• TEXTO EM ESTUDO:
※

Por isso, os seres humanos experimentam, descobrem, refletem, ponderam. De várias maneiras, os conflitos sociais e pessoas resultantes da aplicação da lei natural nos leva a avançar na compreensão do que é melhor, chegando a conclusões que não estão na lei natural, mas dela decorrem a partir da comparação com a realidade social. Num primeiro momento, essas são as leis humanas, criadas por nós. A lei humana mais importante é certa cultura ético-jurídica compartilhada pela maior parte da humanidade, a que a tradição clássica chamou de ius gentium (direito das gentes, direito das nações).
Assim, pela natureza humana, somos todos irmãos e temos acesso ao mundo inteiro por igual. Mas o que fazer quando os recursos são escassos, e a sobrevivência de uma comunidade parece ser ameaçada pela ação de outra?

※

• O QUE FAZER: Escreva a continuação do texto sobre a lei natural e o direito das gentes, começando logo após a pergunta com que ele termina. As entradas não têm nenhum papel aqui.

※

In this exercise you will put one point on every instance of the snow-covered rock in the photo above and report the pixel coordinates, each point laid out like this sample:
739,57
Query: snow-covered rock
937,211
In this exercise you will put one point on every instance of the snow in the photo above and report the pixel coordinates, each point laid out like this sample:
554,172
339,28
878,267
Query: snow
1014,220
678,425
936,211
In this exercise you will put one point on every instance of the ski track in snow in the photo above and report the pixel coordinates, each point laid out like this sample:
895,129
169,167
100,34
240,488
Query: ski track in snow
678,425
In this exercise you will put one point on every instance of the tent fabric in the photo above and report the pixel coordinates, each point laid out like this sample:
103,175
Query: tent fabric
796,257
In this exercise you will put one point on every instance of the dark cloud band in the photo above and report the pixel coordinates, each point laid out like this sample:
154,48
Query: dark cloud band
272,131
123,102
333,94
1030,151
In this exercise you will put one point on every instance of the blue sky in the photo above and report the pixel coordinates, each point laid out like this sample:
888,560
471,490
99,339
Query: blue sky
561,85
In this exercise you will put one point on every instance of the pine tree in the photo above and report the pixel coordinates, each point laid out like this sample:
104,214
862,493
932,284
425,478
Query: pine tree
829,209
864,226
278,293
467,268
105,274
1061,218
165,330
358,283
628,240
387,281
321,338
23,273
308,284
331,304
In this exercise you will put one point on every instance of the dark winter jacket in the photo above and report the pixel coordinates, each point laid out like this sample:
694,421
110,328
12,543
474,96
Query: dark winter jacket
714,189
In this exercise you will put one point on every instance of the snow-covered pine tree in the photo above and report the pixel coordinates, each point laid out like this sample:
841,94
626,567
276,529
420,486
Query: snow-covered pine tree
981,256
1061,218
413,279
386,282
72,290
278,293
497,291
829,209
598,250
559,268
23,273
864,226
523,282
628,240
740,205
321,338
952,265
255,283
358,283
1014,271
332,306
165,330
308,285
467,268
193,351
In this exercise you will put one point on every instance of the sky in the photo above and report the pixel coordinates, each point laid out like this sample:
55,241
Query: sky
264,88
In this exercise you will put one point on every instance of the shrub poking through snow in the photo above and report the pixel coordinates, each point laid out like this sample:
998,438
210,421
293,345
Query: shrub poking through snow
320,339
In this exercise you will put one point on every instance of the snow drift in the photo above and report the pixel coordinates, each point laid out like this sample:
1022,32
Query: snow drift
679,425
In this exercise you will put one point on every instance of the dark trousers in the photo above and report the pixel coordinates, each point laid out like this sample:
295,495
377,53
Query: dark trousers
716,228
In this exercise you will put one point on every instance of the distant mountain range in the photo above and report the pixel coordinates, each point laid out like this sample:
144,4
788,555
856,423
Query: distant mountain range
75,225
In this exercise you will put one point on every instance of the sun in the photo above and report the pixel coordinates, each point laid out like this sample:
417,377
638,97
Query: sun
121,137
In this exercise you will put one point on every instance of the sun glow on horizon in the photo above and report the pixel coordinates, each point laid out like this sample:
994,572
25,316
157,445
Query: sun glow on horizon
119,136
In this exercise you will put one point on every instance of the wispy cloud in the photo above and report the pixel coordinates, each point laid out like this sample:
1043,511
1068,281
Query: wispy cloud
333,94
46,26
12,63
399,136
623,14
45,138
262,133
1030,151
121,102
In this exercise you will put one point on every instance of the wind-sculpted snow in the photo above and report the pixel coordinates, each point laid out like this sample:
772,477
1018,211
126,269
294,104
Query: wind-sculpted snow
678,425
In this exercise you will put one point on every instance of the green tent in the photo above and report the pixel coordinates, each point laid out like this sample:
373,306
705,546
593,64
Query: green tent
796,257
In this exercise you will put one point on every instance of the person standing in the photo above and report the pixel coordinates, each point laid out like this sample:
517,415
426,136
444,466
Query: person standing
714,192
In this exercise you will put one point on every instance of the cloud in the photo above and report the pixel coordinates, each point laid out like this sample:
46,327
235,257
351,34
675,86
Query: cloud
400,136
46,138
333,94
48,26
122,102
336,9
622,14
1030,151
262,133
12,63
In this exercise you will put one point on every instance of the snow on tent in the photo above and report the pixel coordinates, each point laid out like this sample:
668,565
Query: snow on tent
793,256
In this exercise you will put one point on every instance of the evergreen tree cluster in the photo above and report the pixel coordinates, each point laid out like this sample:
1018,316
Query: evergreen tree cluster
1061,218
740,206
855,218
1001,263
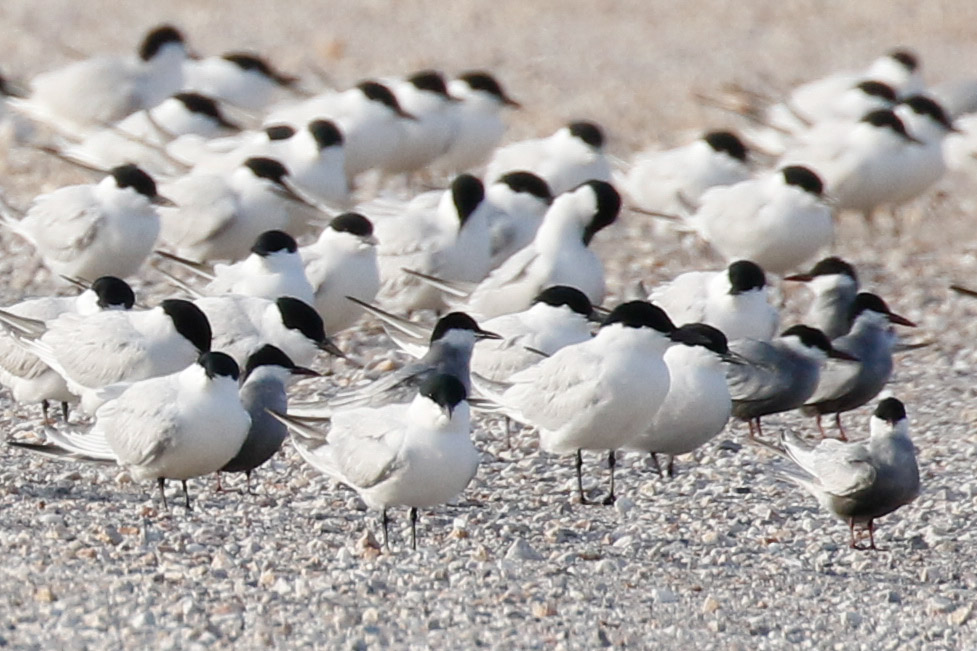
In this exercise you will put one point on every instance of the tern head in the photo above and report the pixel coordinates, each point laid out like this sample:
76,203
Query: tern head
252,63
445,390
190,321
479,80
279,132
131,176
271,242
587,132
803,178
113,293
326,134
607,205
867,302
878,89
467,193
528,183
927,106
813,343
726,142
640,314
352,223
431,81
459,322
377,92
300,316
205,106
570,297
830,266
886,119
744,276
272,356
219,365
157,39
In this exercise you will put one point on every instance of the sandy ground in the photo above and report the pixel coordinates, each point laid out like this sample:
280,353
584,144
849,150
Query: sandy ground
687,563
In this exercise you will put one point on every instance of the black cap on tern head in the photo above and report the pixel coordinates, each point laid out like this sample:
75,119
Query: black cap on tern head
130,176
252,62
203,105
907,58
446,390
700,334
745,275
279,132
352,222
272,242
113,292
560,295
803,178
728,142
267,168
377,92
521,181
467,193
866,301
877,89
608,207
923,105
891,411
640,314
589,132
429,80
884,118
325,133
486,83
219,365
190,321
298,315
156,39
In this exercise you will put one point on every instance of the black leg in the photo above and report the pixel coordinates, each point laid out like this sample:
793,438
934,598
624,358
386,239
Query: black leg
583,498
658,468
162,491
611,464
186,495
413,527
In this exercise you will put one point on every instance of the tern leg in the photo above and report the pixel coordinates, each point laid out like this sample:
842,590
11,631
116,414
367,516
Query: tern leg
186,495
413,528
162,491
611,464
384,522
583,498
841,430
658,468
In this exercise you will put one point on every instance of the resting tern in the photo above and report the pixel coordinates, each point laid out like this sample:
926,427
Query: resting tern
93,230
778,375
342,262
846,386
835,284
734,300
178,426
28,378
864,480
419,454
598,394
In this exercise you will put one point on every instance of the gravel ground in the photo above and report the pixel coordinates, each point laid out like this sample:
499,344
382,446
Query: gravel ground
722,556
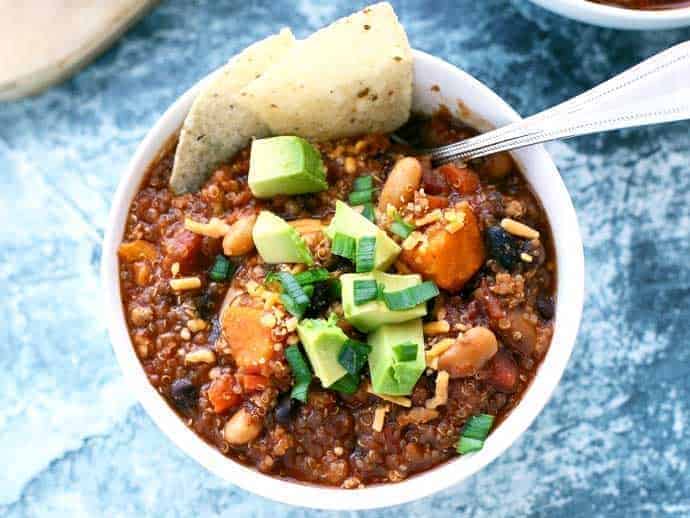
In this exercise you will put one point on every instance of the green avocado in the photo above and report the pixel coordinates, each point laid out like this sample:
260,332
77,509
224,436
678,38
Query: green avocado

※

• RESPOSTA DO EXERCÍCIO:
A lei natural nos diz que devemos ser bons para com toda a humanidade, querendo para os demais o mesmo bem que queremos para nós mesmos. O ius gentium especifica, por exemplo, como devemos lidar com os estrangeiros, que direitos de hospitalidade, comunicação e peregrinação eles têm. A lei natural nos diz que o mundo inteiro é de todos nós, porque as necessidades de todos nós precisam ser satisfeitas. O ius gentium nos fala de como a humanidade convencionou a propriedade privada, e de como ela deve ter limites. A lei natural nos mostra que somos irmãos por descendermos da mesma raiz, e por isso ligados uns aos outros. O ius gentium organiza e separa famílias. O ius gentium é, por isso, um híbrido entre natureza e cultura, entre a lei natural e a lei convencional, unindo processo histórico e (quase) universalidade. Como a natureza humana nunca está sozinha, o “ius gentium” media a lei natural. A lei natural nos diz que a comunidade precisa de unidade em meio à diversidade. Quando alguém acha que a propriedade privada é parte da lei natural, o que ocorre é uma confusão entre os princípios de primeira ordem e as conclusões posteriores e um pouco mais concretas, que admitem possibilidades e tentativas.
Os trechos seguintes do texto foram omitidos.